## WHAT IS REQUIRED
Take the records underneath and set them down exactly.

Point labeling dataset excerpts
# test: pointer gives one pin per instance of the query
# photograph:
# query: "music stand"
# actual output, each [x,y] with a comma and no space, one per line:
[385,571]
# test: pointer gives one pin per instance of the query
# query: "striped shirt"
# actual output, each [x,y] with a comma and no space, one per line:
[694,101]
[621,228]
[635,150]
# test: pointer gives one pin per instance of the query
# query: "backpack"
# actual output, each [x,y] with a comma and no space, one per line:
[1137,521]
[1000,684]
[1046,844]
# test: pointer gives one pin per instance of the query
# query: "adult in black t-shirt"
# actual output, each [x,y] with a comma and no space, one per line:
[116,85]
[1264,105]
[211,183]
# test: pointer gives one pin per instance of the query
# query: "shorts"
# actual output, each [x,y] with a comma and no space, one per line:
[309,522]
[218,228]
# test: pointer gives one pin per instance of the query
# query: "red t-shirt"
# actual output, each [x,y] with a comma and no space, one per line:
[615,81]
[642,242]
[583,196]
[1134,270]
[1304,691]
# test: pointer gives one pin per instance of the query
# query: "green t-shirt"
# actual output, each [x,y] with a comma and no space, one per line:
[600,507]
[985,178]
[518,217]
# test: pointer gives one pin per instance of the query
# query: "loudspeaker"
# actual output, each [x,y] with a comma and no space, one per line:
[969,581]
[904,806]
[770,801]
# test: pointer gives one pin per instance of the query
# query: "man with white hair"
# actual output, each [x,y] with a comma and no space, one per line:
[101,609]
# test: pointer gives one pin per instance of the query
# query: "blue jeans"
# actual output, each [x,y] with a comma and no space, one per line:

## ANSWER
# test: pointer gives one pin per instance of the query
# photograph:
# query: "music stand"
# actual output, each [x,y] with a comma and no space, one per line:
[385,571]
# test: pointer gives one pin per instance of the query
# query: "striped shirt"
# actual output, each [x,y] with a comma and no space, one per line:
[694,101]
[621,228]
[635,150]
# test: pointer gives one pin per instance of the query
# query: "backpack"
# actual output, each [x,y] with a comma and no space, one per line:
[1137,521]
[1000,684]
[1046,844]
# test: pointer gives one pin per instance of the query
# query: "adult in black t-shirt"
# actual output, each [x,y] with a comma and no space, one per line:
[116,85]
[1264,105]
[211,183]
# test: pointer gives one pin per instance of the query
# query: "shorts"
# actual output, each [x,y] with a comma and no space, one per line:
[309,522]
[218,228]
# test: pointer gives one pin per instance of the query
# query: "red t-shirt"
# actual output, each [x,y] with a comma and no space, one per line:
[615,81]
[642,242]
[583,196]
[1134,270]
[1304,691]
# test: pointer gives one pin per instance of the query
# query: "green t-shirt"
# actual output, each [x,y] with a comma and no space, one per line:
[600,507]
[985,178]
[518,217]
# test: pointer gives one pin per instance of the query
# query: "loudspeaker"
# actual output, each [x,y] with a comma and no space, one per line:
[969,581]
[904,806]
[770,801]
# test: pointer gives one pin per instance of the query
# query: "man with white hair"
# actual output, each [x,y] with a comma and no space, one per line:
[101,609]
# test: pointer gives one pin per instance of the query
# query: "blue jeans"
# actual output, each [x,y] with a comma and no space, one per line:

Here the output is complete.